→ **TO BE DONE**
Rewrite the lines below, replacing "Objective" with "Goal" wherever it occurs and leaving everything else as it is. Omit the pictures from your answer.

→ **AVAILABLE RECORDS**

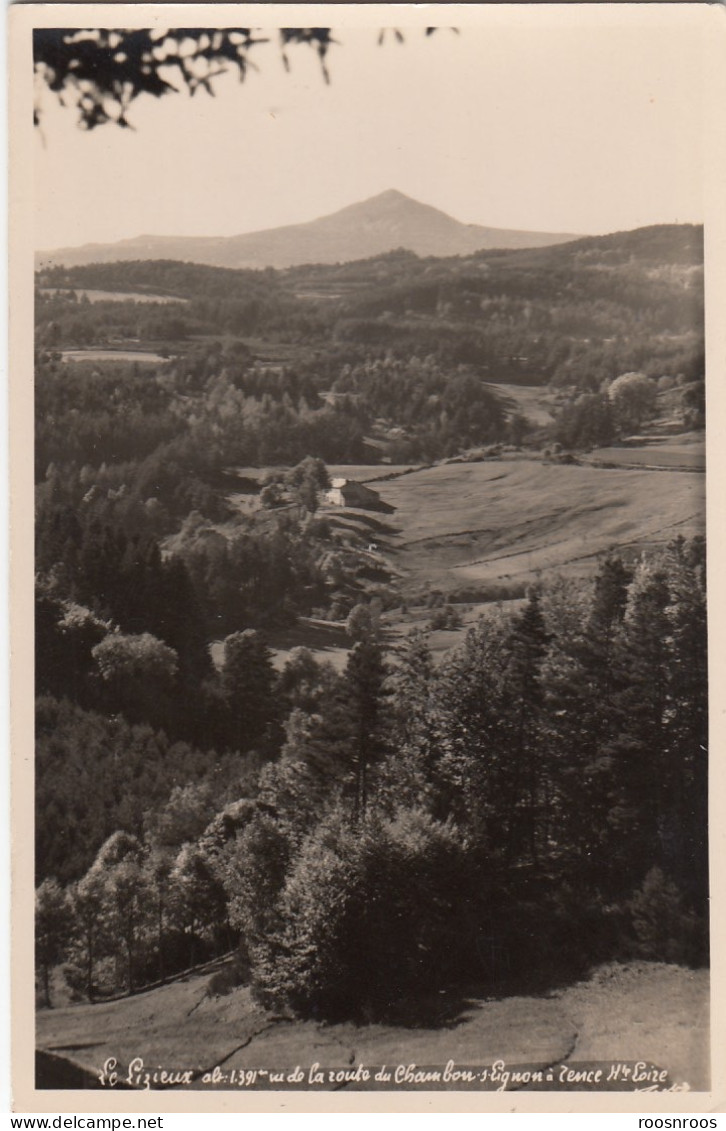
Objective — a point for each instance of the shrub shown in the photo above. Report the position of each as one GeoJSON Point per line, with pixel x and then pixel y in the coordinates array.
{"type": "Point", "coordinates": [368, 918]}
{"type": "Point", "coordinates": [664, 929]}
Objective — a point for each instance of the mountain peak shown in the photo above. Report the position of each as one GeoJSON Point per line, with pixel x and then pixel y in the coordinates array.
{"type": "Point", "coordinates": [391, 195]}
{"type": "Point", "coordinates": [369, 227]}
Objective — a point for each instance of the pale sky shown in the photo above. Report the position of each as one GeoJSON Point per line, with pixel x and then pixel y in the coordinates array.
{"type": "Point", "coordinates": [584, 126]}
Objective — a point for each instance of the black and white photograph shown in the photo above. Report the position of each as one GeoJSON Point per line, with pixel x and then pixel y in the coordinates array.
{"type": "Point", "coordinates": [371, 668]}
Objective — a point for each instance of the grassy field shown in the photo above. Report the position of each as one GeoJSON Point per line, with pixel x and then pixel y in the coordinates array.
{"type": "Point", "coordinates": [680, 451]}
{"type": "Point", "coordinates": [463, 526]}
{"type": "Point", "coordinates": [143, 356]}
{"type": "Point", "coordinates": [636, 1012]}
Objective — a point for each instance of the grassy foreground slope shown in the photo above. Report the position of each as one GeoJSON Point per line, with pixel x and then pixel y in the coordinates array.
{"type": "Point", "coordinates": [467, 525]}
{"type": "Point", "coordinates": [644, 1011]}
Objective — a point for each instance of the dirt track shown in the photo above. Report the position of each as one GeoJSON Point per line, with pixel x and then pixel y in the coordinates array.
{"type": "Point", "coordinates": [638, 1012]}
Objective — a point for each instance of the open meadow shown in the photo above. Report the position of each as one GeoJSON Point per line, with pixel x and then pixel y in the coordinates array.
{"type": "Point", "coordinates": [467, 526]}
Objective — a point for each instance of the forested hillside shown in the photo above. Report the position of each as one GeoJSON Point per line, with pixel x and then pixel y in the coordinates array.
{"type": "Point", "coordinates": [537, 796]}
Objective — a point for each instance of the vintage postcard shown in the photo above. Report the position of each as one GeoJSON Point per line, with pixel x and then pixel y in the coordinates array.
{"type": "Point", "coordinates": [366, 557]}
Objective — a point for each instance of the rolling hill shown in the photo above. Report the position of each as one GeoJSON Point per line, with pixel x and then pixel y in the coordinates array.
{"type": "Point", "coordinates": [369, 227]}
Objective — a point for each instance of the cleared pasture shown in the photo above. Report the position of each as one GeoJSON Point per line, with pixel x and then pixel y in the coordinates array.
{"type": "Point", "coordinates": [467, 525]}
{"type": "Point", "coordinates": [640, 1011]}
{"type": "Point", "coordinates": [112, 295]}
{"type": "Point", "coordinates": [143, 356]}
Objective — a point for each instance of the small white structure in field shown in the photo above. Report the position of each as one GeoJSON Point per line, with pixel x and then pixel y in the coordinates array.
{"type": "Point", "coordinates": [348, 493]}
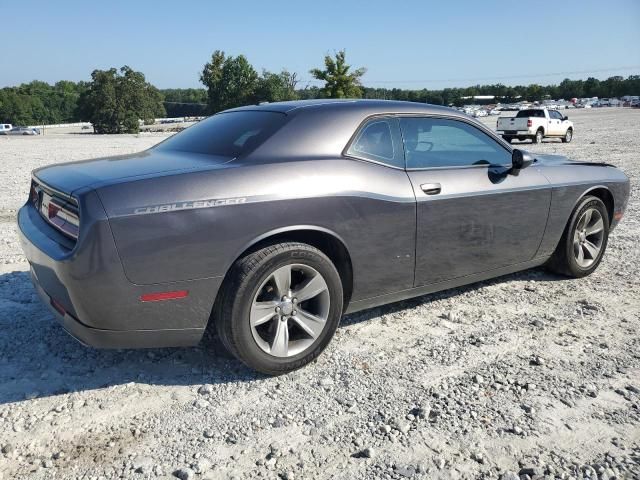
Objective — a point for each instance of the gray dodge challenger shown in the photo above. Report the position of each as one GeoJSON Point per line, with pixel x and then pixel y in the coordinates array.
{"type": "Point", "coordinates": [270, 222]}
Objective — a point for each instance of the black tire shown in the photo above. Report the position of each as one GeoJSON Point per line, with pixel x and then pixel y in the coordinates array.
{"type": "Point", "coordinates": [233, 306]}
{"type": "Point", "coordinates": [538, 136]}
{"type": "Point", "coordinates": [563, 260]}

→ **RIGHT ANSWER**
Goal — a point for each instance of the shrub shown in the photo above. Report the position of each as one GeoJSON Point per line, with pixel x and then pixel y in the coordinates array.
{"type": "Point", "coordinates": [368, 918]}
{"type": "Point", "coordinates": [664, 929]}
Goal — a point for each instance of the mountain peak shown in the photo above. Report the position of each as one GeoJSON Point per line, with pixel x and then pixel y in the coordinates array.
{"type": "Point", "coordinates": [391, 195]}
{"type": "Point", "coordinates": [369, 227]}
Goal — a point for each instance of the pale sky shown in the photo above. Report the position of each as one GeoJSON Point per line, with pixel x and then pixel y in the coordinates array.
{"type": "Point", "coordinates": [584, 126]}
Goal — a point for each instance of the black and white photograph shown in the photo above. Report the position of each as one GeoJSON Point per line, with pixel x and then pixel y in the coordinates array.
{"type": "Point", "coordinates": [371, 668]}
Goal — a point for each instance of the grassy field shown in the photo above. Report the position of each as one GeoJSON Point per line, with pixel x and then pixel y in the coordinates array.
{"type": "Point", "coordinates": [680, 451]}
{"type": "Point", "coordinates": [463, 526]}
{"type": "Point", "coordinates": [143, 356]}
{"type": "Point", "coordinates": [636, 1012]}
Goal — a point for each instance of the grassy foreground slope shown in the photo above. Report the position of each as one GeoJSON Point per line, with pixel x and then pixel y in the coordinates array.
{"type": "Point", "coordinates": [467, 525]}
{"type": "Point", "coordinates": [644, 1011]}
Goal — a point for each instance of the dirt track shown in the photo above. Report the position of each as one GeoJSON Point per line, with pixel x and then pixel y in the coordinates array.
{"type": "Point", "coordinates": [638, 1012]}
Goal — a point for each instance of the open meadow shown in the photo above. Report the position of each as one GeoJSON Point per line, with pixel x and then pixel y in the coordinates array.
{"type": "Point", "coordinates": [467, 526]}
Goal — a point for each instance of the forested hillside shown in the photo above. Report the position of each as one GeoJSON Point per line, with pixel x and then pixel y in the coordinates array.
{"type": "Point", "coordinates": [537, 796]}
Goal — a point for each instance of the vintage postcard shown in the photo above. Report the position of each as one GeoJSON Point per line, with pixel x and then pixel y in the coordinates array.
{"type": "Point", "coordinates": [366, 557]}
Goal — a point for each instance of the rolling hill shown in the photo above. Report the position of each as one GeoJSON Point per line, with pixel x and then pixel y in the coordinates array.
{"type": "Point", "coordinates": [369, 227]}
Goal — a point for each instance of the cleared pasture shown in the photo above. Report the position of each as one GeoJSON Point per line, with pixel x and then pixel y in the coordinates array.
{"type": "Point", "coordinates": [467, 525]}
{"type": "Point", "coordinates": [640, 1011]}
{"type": "Point", "coordinates": [112, 295]}
{"type": "Point", "coordinates": [143, 356]}
Goal — a point for each instance of the small white structure in field shown in the photo above. Report the position of each as one GeoJSON Point per line, with pixel x and then pixel y in the coordinates array.
{"type": "Point", "coordinates": [348, 493]}
Goal — a point for each instance of the gray dodge challenger shown in the photo above. Report the position of each as one GeoJSON Point per line, with pixel x and then pixel y in the coordinates array.
{"type": "Point", "coordinates": [270, 222]}
Goal — a point for each instance of the black tire shown in the photo above. Report the position of each as one GeoJSON Point per line, with pixel x and then pixel y in the coordinates array.
{"type": "Point", "coordinates": [233, 306]}
{"type": "Point", "coordinates": [538, 136]}
{"type": "Point", "coordinates": [563, 260]}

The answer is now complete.